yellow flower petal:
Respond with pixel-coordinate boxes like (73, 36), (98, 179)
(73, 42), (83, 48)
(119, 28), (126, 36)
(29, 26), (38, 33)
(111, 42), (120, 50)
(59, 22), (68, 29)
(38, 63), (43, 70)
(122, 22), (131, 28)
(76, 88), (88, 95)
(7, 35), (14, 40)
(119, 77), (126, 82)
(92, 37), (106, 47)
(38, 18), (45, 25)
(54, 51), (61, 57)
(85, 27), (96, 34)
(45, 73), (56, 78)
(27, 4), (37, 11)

************

* _Task objective_
Recast every line of the data above as a Markdown table with the columns No. and Text. Number the rows in order, and leave out any blank lines.

* _Response to the exercise_
| No. | Text |
|---|---|
| 1 | yellow flower petal: |
| 2 | Respond with pixel-coordinate boxes like (73, 36), (98, 179) |
| 3 | (73, 42), (83, 48) |
| 4 | (119, 28), (126, 36) |
| 5 | (29, 26), (38, 33) |
| 6 | (111, 42), (120, 50) |
| 7 | (59, 22), (68, 29) |
| 8 | (38, 63), (43, 70) |
| 9 | (122, 22), (131, 28) |
| 10 | (76, 88), (88, 95) |
| 11 | (7, 35), (14, 40) |
| 12 | (119, 77), (126, 82) |
| 13 | (92, 37), (106, 47) |
| 14 | (38, 18), (45, 25) |
| 15 | (54, 51), (61, 57) |
| 16 | (85, 27), (96, 34) |
| 17 | (45, 73), (56, 78) |
| 18 | (27, 4), (37, 11) |